■ **Excerpt**:
★ ★ ★ ★ ★ ★ ★

Kokyo Gaien National Garden (or Kōkyogaien 皇居外苑) is located in Chiyoda, Tokyo, just  south of the Tokyo Imperial Palace.

Area

Kokyo Gaien National Garden has an area of about 450,000m2. When including Kitanomaru Park and one of the regions that make up Tokyo Imperial Palace, the area reaches 1,150,000m2.

Overview
Although it is a park, it has no playground equipment, and it is often seen as a place to relax and enjoy the history of Edo Castle and walk around the square. Also, due to the fact that it is adjacent to the Imperial Palace, there is surveillance by the Imperial Palace Police and the Tokyo Metropolitan Police Department.

★ ★ ★ ★ ★ ★ ★

■ **Collected material**:
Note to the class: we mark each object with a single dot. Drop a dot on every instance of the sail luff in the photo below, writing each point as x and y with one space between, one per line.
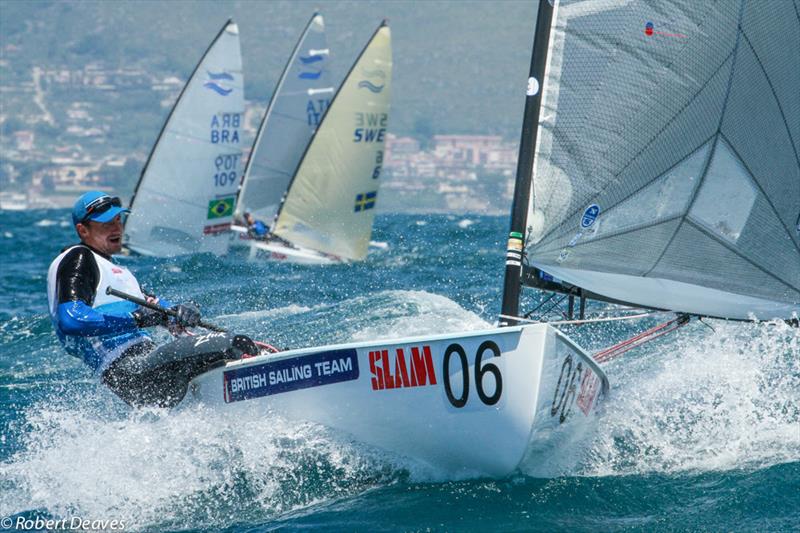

★ ★ ★ ★ ★ ★ ★

■ **Request A**: In the text on Kokyo Gaien National Garden, what area does the garden cover on its own?
■ **Request B**: Please resume the text on Kokyo Gaien National Garden, starting after its last sentence.
None of the data is needed here.

■ **Response A**: About 450,000m2.

■ **Response B**:
Facilities and attractions
 Square in front of the Imperial Palace — A very large open space despite being in the center of the city
 Seimon Tetsubashi — The bridge used to have a two-tiered structure
 Sakurada Gate — It is designated as Important Cultural Property
 Sakashita Gate — Currently used as a gate for the Imperial Household Agency
 Kikyo Gate — The headquarters of the Imperial Police are located inside the gate
 Statue of Kusunoki Masashige
 Wadakura Fountain Park — It opened in 1961 to commemorate the marriage of Emperor Akihito

Education
 operates public elementary and junior high schools. Kōjimachi Elementary School (千代田区立麹町小学校) is the zoned elementary school for Kokyo Gaien National Garden. There is a freedom of choice system for junior high schools in Chiyoda Ward, and so there are no specific junior high school zones.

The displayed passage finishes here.